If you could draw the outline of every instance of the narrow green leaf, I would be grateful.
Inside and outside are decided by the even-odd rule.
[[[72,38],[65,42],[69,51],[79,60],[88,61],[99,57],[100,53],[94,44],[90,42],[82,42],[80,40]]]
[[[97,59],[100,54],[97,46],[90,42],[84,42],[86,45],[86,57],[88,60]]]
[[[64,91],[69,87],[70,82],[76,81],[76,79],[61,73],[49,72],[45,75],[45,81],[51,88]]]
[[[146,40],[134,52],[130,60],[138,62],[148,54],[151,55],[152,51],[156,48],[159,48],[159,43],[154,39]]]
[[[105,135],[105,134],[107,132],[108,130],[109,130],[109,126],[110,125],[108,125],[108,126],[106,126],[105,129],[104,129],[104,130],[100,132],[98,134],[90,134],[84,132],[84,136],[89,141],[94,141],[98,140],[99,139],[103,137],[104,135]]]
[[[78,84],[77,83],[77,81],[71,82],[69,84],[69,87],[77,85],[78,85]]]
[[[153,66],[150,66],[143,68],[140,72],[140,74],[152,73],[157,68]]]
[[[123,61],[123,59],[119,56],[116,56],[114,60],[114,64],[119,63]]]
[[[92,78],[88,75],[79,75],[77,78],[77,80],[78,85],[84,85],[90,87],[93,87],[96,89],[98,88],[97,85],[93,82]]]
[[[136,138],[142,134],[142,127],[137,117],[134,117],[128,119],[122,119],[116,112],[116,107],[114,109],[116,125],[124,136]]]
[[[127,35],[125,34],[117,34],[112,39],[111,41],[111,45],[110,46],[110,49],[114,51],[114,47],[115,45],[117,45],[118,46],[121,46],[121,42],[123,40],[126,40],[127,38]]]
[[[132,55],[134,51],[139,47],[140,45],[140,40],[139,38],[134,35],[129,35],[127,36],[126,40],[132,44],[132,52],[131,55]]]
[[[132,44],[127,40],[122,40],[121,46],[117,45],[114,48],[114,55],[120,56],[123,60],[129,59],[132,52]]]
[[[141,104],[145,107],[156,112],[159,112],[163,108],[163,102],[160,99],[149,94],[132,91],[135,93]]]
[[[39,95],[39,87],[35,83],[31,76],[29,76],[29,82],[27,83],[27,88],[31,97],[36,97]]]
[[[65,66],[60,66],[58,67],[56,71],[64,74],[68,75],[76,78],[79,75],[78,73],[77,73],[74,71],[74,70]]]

==================================================

• **Task goal**
Transcribe each entry exactly.

• **The output**
If you could draw the outline of every instance of the narrow green leaf, I would be grateful.
Inside and outside are decided by the even-odd rule.
[[[72,38],[65,42],[69,51],[79,60],[88,61],[99,57],[100,53],[94,44],[90,42],[82,42],[80,40]]]
[[[97,59],[100,54],[97,46],[90,42],[84,42],[86,45],[86,57],[88,60]]]
[[[64,91],[69,87],[70,82],[76,81],[76,79],[61,73],[49,72],[45,75],[45,81],[51,88]]]
[[[146,40],[134,52],[130,60],[138,62],[148,54],[151,55],[152,51],[156,48],[159,48],[159,43],[154,39]]]
[[[105,135],[105,134],[107,132],[108,130],[109,130],[109,126],[110,125],[108,125],[108,126],[106,126],[105,129],[104,129],[104,130],[100,132],[98,134],[90,134],[84,132],[84,136],[89,141],[94,141],[98,140],[99,139],[103,137],[104,135]]]
[[[78,84],[77,83],[77,81],[71,82],[69,84],[69,87],[77,85],[78,85]]]
[[[153,66],[150,66],[143,68],[140,72],[140,74],[152,73],[157,68]]]
[[[123,61],[123,59],[119,56],[116,56],[114,60],[114,64],[119,63]]]
[[[92,78],[88,75],[79,75],[77,78],[77,80],[78,85],[84,85],[90,87],[93,87],[96,89],[98,88],[97,85],[93,82]]]
[[[136,138],[142,134],[142,127],[137,117],[134,117],[128,119],[122,119],[116,112],[116,107],[114,109],[116,125],[124,136]]]
[[[127,35],[125,34],[117,34],[112,39],[111,41],[111,45],[110,46],[110,49],[114,51],[114,47],[115,45],[117,45],[118,46],[121,46],[121,42],[123,40],[126,40],[127,38]]]
[[[132,55],[134,51],[139,47],[140,45],[140,40],[139,38],[134,35],[129,35],[127,36],[126,40],[132,44],[132,52],[131,55]]]
[[[132,44],[127,40],[122,40],[121,46],[117,45],[114,48],[114,55],[120,56],[123,60],[129,59],[132,52]]]
[[[141,104],[145,107],[156,112],[159,112],[163,108],[163,102],[160,99],[149,94],[132,91],[135,93]]]
[[[39,95],[39,87],[35,83],[31,76],[29,76],[29,82],[27,83],[27,88],[31,97],[36,97]]]
[[[65,66],[60,66],[58,67],[56,71],[64,74],[68,75],[76,78],[79,75],[78,73],[77,73],[74,71],[74,70]]]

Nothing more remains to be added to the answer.